-------- Exercise inputs --------
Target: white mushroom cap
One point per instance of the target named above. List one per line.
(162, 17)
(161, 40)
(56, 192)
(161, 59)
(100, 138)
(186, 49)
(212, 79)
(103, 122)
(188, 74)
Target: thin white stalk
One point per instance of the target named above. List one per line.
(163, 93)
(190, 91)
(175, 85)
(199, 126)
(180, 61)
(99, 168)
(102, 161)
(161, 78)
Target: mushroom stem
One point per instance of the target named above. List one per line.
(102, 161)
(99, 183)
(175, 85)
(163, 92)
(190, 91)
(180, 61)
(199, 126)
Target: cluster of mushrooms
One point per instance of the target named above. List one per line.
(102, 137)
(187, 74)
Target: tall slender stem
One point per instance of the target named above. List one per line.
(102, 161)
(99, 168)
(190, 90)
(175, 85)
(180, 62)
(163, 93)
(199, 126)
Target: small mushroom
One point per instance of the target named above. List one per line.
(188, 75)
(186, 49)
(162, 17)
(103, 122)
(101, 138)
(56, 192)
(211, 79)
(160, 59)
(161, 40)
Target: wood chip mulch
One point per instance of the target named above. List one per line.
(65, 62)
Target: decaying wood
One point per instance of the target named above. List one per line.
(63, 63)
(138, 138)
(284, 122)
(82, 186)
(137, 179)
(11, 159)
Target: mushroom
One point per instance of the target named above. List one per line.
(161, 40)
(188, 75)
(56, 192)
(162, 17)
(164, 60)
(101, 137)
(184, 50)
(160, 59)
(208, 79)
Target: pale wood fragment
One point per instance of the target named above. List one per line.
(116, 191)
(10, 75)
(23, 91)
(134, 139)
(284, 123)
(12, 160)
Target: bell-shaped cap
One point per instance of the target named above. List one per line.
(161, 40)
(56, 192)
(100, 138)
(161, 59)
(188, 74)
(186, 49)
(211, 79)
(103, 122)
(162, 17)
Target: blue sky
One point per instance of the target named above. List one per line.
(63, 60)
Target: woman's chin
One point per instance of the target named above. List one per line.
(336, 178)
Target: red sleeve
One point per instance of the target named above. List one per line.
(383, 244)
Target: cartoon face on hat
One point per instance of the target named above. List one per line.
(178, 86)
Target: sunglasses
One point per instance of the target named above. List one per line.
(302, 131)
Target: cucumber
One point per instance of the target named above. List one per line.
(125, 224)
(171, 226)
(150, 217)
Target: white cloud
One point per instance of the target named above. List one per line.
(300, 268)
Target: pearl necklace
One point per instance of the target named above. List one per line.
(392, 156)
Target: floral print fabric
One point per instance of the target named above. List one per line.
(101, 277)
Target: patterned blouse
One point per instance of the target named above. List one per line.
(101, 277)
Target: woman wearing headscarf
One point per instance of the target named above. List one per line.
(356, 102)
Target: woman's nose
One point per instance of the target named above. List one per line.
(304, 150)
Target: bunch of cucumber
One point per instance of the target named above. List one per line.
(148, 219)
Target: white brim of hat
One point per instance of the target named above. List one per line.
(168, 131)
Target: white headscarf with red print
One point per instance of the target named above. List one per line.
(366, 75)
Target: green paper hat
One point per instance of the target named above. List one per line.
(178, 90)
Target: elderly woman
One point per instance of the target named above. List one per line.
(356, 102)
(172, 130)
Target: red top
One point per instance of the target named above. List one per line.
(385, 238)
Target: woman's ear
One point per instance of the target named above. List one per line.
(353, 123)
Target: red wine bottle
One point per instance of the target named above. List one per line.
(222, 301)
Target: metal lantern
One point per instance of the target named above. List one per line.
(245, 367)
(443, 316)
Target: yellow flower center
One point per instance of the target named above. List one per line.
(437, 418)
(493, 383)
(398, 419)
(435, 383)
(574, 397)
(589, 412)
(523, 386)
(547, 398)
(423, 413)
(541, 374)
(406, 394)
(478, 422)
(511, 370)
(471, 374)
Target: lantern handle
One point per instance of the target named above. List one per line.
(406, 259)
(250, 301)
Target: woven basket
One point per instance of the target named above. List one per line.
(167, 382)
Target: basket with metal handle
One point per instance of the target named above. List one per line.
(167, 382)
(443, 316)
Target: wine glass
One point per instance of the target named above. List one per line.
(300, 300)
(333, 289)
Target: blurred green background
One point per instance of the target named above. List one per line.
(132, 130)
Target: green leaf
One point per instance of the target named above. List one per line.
--------
What is expected →
Copy out each line of the records that holds the string "white".

Written answer →
Target: white mushroom cap
Target: thin white stalk
Target: white cloud
Target: white brim of hat
Target: white headscarf with red print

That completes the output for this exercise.